Page:
President Donald Trump’s deregulation agenda has meant $23 billion in savings for businesses across the country over the last year—leading to more economic growth, according to an administration report.
The president held an Oval Office event Wednesday titled “Cutting the Red Tape, Unleashing Economic Freedom,” which included business and government leaders across the country as well as details from the Office of Management and Budget and the Office of Information and Regulatory Affairs.
“We have set a record on killing regulations. No administration has knocked out as many as us, and we have a long way to go,” Trump said during the Oval Office event. “At the same time, we will have rules, regulations, and other standards which we need, we have to have. But we have knocked out tremendous numbers of unnecessary regulations.”
Trump later added:
We’ve removed more regulations, and we will continue to get rid of regulations. I think within a period of about another year, we will have just about everything that we’ve wanted. And one of the reasons the economy is so strong is that we’re not hampered by the ridiculous regulations that we were getting rid of and are getting rid of.
Here are four major highlights of the report:
1. Trump vs. Obama on Costs to the Economy
During its first 21 months, President Barack Obama’s administration imposed, on net, more than $245 billion in regulatory costs, according to the report.
By contrast, the report said that in fiscal year 2018, which ended Sept. 30, the Trump administration has saved, on net, more than $23 billion in regulatory costs for the nation’s employers.
Since taking office in January 2017, the Trump administration’s deregulation efforts have saved the country $33 billion in regulatory compliance costs, according to the report.
“President Trump promised to revive the American economy by getting rid of Washington’s unnecessary, outdated, and duplicative regulatory burdens,” Office of Management and Budget Director Mick Mulvaney said.
Mulvaney added of the president:
He recognized that these regulations were hurting Americans; farmers, small businesses, and other job creators. This president was determined to correct the wrongs of the past so that Americans could once again be free to grow their businesses, provide for their families, and make their own decisions. Today’s report proves that President Trump is delivering on that promise.

Directives:
#1 For each statement, decide whether the deregulation article agrees with it. Answer yes or no and quote the deciding words from the article. (a) The report puts the net regulatory costs imposed during the Obama administration's first 21 months at more than $245 billion. (b) Fiscal year 2018 ended on Sept. 30. (c) The report says deregulation has saved $23 billion in compliance costs since January 2017.
#2 Transcribe everything in the deregulation article from "By contrast, the" down to "Mick Mulvaney said.".
#3 What was the title of the Oval Office event described in the deregulation article?

Data provided:

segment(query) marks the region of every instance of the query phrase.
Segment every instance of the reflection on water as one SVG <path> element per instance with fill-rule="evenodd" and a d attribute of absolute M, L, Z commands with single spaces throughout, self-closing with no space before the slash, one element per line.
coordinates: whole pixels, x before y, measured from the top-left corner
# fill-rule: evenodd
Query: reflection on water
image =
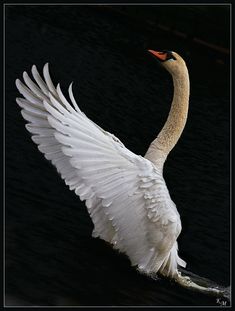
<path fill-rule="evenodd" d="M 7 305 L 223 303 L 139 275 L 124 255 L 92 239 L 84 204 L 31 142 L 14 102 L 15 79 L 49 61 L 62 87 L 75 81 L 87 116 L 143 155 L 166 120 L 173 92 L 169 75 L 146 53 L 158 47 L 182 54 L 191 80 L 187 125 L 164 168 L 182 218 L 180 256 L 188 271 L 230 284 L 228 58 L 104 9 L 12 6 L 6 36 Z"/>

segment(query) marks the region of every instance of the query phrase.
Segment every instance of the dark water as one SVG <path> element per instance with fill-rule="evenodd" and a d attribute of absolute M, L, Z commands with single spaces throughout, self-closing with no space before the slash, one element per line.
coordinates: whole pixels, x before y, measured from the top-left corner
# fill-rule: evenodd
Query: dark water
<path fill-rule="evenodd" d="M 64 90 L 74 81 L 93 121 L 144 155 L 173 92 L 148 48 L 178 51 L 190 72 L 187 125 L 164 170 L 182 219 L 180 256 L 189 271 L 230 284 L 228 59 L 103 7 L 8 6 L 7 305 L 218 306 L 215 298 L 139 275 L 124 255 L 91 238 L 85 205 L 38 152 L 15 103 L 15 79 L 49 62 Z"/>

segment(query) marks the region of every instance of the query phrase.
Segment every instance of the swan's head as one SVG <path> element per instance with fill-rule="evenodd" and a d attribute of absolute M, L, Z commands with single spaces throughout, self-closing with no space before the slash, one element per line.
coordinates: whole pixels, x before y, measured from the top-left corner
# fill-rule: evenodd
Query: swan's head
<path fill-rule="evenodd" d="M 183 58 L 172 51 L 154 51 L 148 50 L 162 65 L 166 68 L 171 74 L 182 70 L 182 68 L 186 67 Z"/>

Task results:
#1
(a) Yes: "During its first 21 months, President Barack Obama’s administration imposed, on net, more than $245 billion in regulatory costs"
(b) Yes: "in fiscal year 2018, which ended Sept. 30"
(c) No: "Since taking office in January 2017, the Trump administration’s deregulation efforts have saved the country $33 billion in regulatory compliance costs"

#2
By contrast, the report said that in fiscal year 2018, which ended Sept. 30, the Trump administration has saved, on net, more than $23 billion in regulatory costs for the nation’s employers.
Since taking office in January 2017, the Trump administration’s deregulation efforts have saved the country $33 billion in regulatory compliance costs, according to the report.
“President Trump promised to revive the American economy by getting rid of Washington’s unnecessary, outdated, and duplicative regulatory burdens,” Office of Management and Budget Director Mick Mulvaney said.

#3 “Cutting the Red Tape, Unleashing Economic Freedom”